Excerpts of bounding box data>
====

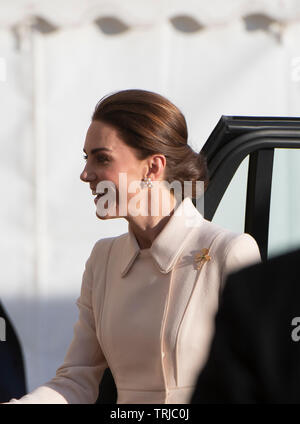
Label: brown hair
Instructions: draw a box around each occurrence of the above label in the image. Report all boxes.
[92,89,208,197]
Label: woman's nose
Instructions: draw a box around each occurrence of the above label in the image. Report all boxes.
[80,169,96,183]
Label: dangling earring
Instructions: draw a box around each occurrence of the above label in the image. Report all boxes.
[142,177,153,188]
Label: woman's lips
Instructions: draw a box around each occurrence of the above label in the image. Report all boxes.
[94,194,101,205]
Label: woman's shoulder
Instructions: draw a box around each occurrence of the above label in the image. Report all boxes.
[199,219,260,260]
[90,233,128,259]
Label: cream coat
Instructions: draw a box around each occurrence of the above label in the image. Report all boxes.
[12,198,260,404]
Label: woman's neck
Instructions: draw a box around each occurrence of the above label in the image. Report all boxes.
[127,196,176,249]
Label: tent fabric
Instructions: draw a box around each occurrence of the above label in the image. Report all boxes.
[0,0,300,27]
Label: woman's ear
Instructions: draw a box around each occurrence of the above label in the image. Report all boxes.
[146,154,167,181]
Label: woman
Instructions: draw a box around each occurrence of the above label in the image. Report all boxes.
[6,90,260,403]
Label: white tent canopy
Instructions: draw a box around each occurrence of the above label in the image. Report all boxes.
[0,0,300,28]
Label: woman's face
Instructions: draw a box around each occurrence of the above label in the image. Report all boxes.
[80,121,147,219]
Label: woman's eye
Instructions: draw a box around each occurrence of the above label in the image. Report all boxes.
[97,155,109,163]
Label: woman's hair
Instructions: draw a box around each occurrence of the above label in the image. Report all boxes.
[92,89,208,197]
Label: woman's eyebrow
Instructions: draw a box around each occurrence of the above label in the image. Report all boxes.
[82,147,112,155]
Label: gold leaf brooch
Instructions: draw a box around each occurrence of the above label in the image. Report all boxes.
[194,248,211,269]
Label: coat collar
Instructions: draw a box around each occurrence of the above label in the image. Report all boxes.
[121,197,204,277]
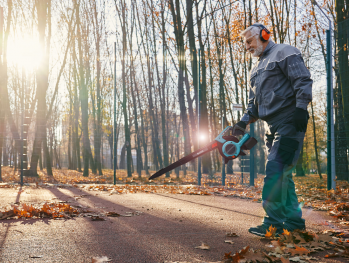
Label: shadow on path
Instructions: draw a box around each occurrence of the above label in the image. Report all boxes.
[153,193,263,218]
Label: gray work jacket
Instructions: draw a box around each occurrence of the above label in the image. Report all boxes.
[241,41,313,124]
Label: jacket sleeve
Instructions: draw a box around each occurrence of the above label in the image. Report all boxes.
[241,86,259,125]
[278,47,313,110]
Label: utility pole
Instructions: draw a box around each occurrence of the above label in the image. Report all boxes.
[197,48,201,185]
[311,0,336,190]
[113,42,117,185]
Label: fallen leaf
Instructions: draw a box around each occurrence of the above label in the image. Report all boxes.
[29,255,43,258]
[287,246,310,257]
[106,212,121,217]
[243,248,265,262]
[265,225,276,238]
[226,232,239,237]
[91,216,105,221]
[92,256,111,263]
[195,242,210,250]
[280,258,290,263]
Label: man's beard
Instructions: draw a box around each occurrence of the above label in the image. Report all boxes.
[251,39,263,58]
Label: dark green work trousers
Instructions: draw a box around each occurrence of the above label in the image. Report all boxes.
[262,114,305,230]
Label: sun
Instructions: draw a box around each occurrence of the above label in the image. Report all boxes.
[7,35,44,71]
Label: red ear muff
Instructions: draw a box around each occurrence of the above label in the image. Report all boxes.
[260,28,270,41]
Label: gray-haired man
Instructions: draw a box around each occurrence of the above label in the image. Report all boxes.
[235,24,313,236]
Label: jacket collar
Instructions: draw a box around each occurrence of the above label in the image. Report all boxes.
[258,40,276,60]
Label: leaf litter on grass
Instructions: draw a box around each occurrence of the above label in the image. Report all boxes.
[0,167,349,262]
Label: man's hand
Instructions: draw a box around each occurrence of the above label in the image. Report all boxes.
[232,121,246,135]
[293,108,309,132]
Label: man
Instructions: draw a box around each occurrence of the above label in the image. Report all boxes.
[234,24,313,236]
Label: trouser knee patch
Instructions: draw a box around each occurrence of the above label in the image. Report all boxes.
[262,161,283,202]
[276,137,299,165]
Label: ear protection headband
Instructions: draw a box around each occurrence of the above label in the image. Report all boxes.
[252,24,270,42]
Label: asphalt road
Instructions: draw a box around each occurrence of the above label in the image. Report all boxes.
[0,187,342,263]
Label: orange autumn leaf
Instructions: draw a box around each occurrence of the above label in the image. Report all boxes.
[280,257,290,263]
[282,229,291,236]
[265,225,276,237]
[289,245,310,257]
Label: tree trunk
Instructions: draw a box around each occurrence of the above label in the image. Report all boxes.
[27,0,51,176]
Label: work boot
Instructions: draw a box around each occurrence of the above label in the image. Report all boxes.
[248,224,283,237]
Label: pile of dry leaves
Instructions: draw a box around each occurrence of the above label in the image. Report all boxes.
[0,203,79,220]
[222,227,349,263]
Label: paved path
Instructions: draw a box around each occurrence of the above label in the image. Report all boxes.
[0,187,342,263]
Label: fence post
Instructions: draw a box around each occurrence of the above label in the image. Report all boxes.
[197,48,201,185]
[250,123,255,186]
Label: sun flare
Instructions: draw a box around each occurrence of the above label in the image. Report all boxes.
[7,36,43,71]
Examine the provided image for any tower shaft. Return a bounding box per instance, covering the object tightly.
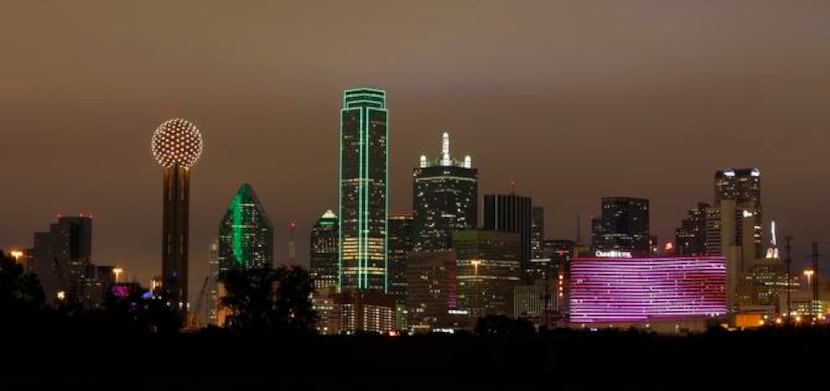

====

Turn every line of the data above into a JSON list of strings, one string per line, with blank lines skipped. Leave the pictures out of the list.

In response>
[
  "Label: brown hair",
  "Instructions: draw a box around each occurrence of the above label in the image. Report all boxes.",
  "[92,89,208,197]",
  "Label: woman's nose",
  "Instructions: draw a box around each occurrence of the above label in the image. Report all boxes.",
  "[80,169,96,183]",
  "Label: dangling earring",
  "Instructions: draw a box around each occurrence of the above label in the image. Report all boxes.",
  "[142,177,153,188]",
  "Label: woman's lips",
  "Instructions: draw a box around each occurrence of the above label in the image. Report all boxes.",
  "[94,194,101,205]",
  "Label: woman's shoulder",
  "Instructions: draw a box around each occurrence of the above label in the image. Report all boxes.",
  "[199,219,260,260]",
  "[90,233,128,259]",
  "Label: cream coat",
  "Instructions: draw a box around each occurrence of the above label in the image. Report all boxes.",
  "[12,198,260,404]",
  "Label: woman's neck",
  "Instructions: draw a box around each occurrence of the above label in the image. Report all boxes.",
  "[127,196,176,249]",
  "Label: tent fabric",
  "Instructions: draw a box around each occurrence of the above label in the image. Report all boxes.",
  "[0,0,300,27]",
  "Label: woman's ear",
  "Instructions: draw a box around each occurrence of the above label in the image. Report all boxes.",
  "[146,154,167,181]",
  "Label: woman",
  "Instructions: draw a box around each occurrence of the above label in the image. Report all boxes.",
  "[6,90,260,403]",
  "Label: white tent canopy",
  "Instructions: draw a box around each occurrence of the above label in the image. Report all boxes.",
  "[0,0,300,28]",
  "Label: woman's face",
  "Instructions: draw a box around each occurrence of the above label in the image. Report all boxes.",
  "[80,121,147,219]",
  "Label: woman's eye",
  "Instructions: draw a box around each occurrence of the above label in the image. Report all boxes.",
  "[97,155,109,163]",
  "Label: woman's hair",
  "Instructions: draw a box around each occurrence of the above label in the image. Report all boxes.",
  "[92,89,208,197]",
  "Label: woman's eyebrow",
  "Instructions: draw a box around each occurrence of the above label in the image. Report all boxes.",
  "[82,147,112,155]",
  "Label: gold leaf brooch",
  "Instructions: draw a box around each occurrence of the above label in the image. Report all boxes.",
  "[194,248,211,269]",
  "Label: coat collar",
  "Instructions: draw a box around each occurrence of the above label in the image. Report all boxes.",
  "[121,197,204,277]",
  "Label: shadow on path",
  "Instructions: draw a box around each occurrence of the above label in the image. Report all boxes.",
  "[153,193,263,218]",
  "Label: gray work jacket",
  "Instructions: draw a box around each occurrence of the above label in the image. Report all boxes.",
  "[241,41,313,124]",
  "Label: jacket sleeve",
  "Instructions: draw a box around each occurrence of the above label in the image. Report all boxes.",
  "[241,86,259,125]",
  "[278,47,313,110]",
  "Label: utility pole",
  "Instructions: draw a box around each occurrence of the above label in the image. Report all boxes.",
  "[197,48,201,185]",
  "[311,0,336,190]",
  "[113,42,117,185]",
  "Label: fallen leaf",
  "Instructions: draw a box around each occurrence of the above label in the image. Report all boxes.",
  "[29,255,43,258]",
  "[287,246,310,257]",
  "[106,212,121,217]",
  "[243,248,265,262]",
  "[265,225,276,238]",
  "[226,232,239,237]",
  "[91,216,105,221]",
  "[92,256,111,263]",
  "[195,242,210,250]",
  "[280,258,290,263]",
  "Label: man's beard",
  "Instructions: draw a box around each occurrence of the above label in the image. Report all boxes.",
  "[251,39,263,58]",
  "Label: dark green work trousers",
  "Instructions: draw a box around each occurrence of the above label in the image. Report all boxes.",
  "[262,114,305,230]",
  "Label: sun",
  "Instructions: draw a box around each occurrence of the above label in the image. Report all boxes.",
  "[7,35,44,71]",
  "Label: red ear muff",
  "Instructions: draw a box around each occurrence of the above label in the image. Report all boxes.",
  "[260,28,270,41]",
  "Label: gray-haired man",
  "Instructions: draw a box around each occurrence of the above label in the image. Report all boxes.",
  "[235,24,313,236]",
  "Label: jacket collar",
  "Instructions: draw a box around each occurrence of the above label in the image. Report all boxes.",
  "[258,40,276,60]",
  "Label: leaf litter on grass",
  "Instructions: draw a box around each occurrence of the above label in the image. Report all boxes.",
  "[0,167,349,262]",
  "Label: man's hand",
  "Instructions: draw a box around each occurrence of the above label in the image. Report all boxes.",
  "[232,121,246,135]",
  "[293,108,309,132]",
  "Label: man",
  "Instructions: draw a box around each occurrence of the above label in the image. Report all boxes.",
  "[234,24,313,236]",
  "Label: trouser knee patch",
  "Instructions: draw a box around each occurrence of the above label in the image. Report all boxes.",
  "[262,161,283,202]",
  "[276,137,299,165]",
  "Label: ear protection headband",
  "Instructions: draw a box around each occurrence of the above label in the image. Report all boxes.",
  "[252,24,270,42]",
  "Label: asphalt road",
  "Instructions: draw a box around each occurrence of the above label in the image. Report all boxes.",
  "[0,187,342,263]",
  "Label: orange autumn leaf",
  "Instructions: draw a box around each occurrence of the above label in the image. Report all boxes.",
  "[280,257,290,263]",
  "[282,229,291,236]",
  "[265,225,276,237]",
  "[289,245,310,257]",
  "Label: tree trunk",
  "Instructions: draw a box around each occurrence of the above label in the image. Report all boxes.",
  "[27,0,51,176]",
  "Label: work boot",
  "Instructions: draw a box around each occurrence of the above label in the image. Report all boxes.",
  "[248,224,283,237]",
  "Label: pile of dry leaves",
  "Instructions: draw a box around each occurrence of the above label in the image. Report all boxes.",
  "[0,203,79,220]",
  "[222,227,349,263]",
  "Label: paved path",
  "Instructions: draw a box around each occurrence of the above label in the image. Report all boxes.",
  "[0,187,342,263]",
  "Label: fence post",
  "Instructions: draw a box around each occurrence of the above label in the image. Report all boxes.",
  "[197,48,201,185]",
  "[250,123,255,186]",
  "Label: sun flare",
  "Instructions: draw a box around each occurrence of the above label in the image. Report all boxes.",
  "[7,36,43,71]",
  "Examine the provided image for any tower shaft. Return a bounding box per instance, covering the object tightly."
]